[Entries for labeling object positions]

────────────────

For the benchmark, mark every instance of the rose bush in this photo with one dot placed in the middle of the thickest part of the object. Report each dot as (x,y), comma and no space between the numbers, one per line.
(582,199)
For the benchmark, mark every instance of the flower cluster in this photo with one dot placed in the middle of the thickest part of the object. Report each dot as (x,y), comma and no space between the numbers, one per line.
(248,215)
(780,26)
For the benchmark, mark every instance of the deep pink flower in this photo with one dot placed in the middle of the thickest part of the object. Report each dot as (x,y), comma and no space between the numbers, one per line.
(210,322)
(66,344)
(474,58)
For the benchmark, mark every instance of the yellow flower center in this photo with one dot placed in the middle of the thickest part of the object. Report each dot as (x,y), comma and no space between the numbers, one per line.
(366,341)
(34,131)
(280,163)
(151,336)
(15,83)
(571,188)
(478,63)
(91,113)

────────────────

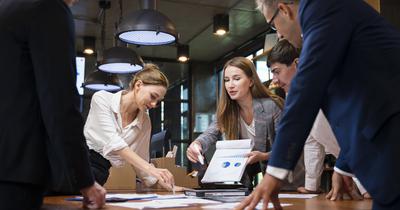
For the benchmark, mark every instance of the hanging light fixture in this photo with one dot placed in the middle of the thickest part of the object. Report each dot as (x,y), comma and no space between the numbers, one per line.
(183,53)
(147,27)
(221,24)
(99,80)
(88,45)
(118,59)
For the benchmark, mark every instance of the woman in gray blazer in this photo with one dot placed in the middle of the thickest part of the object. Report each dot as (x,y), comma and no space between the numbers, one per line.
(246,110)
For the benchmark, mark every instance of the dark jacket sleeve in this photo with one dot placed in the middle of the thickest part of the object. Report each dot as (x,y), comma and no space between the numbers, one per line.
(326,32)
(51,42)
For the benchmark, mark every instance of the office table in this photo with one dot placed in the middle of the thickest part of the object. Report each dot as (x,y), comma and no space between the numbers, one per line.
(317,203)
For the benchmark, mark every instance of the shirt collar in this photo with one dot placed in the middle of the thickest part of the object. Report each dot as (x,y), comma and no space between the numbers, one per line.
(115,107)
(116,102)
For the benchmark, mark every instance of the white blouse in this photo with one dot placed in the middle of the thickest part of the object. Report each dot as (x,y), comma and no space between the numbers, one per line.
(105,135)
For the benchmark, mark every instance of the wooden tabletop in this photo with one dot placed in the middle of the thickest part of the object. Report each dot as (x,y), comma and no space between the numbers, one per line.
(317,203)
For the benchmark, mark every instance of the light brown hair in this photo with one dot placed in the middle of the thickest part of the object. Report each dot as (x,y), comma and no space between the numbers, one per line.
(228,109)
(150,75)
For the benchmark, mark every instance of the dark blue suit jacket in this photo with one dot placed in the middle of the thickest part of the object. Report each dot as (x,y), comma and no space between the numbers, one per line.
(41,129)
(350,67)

────────────────

--- Exercise task ---
How many lines in the entries above contain the string "light"? Case matters; reply with the number alone.

--- Solution to this problem ---
2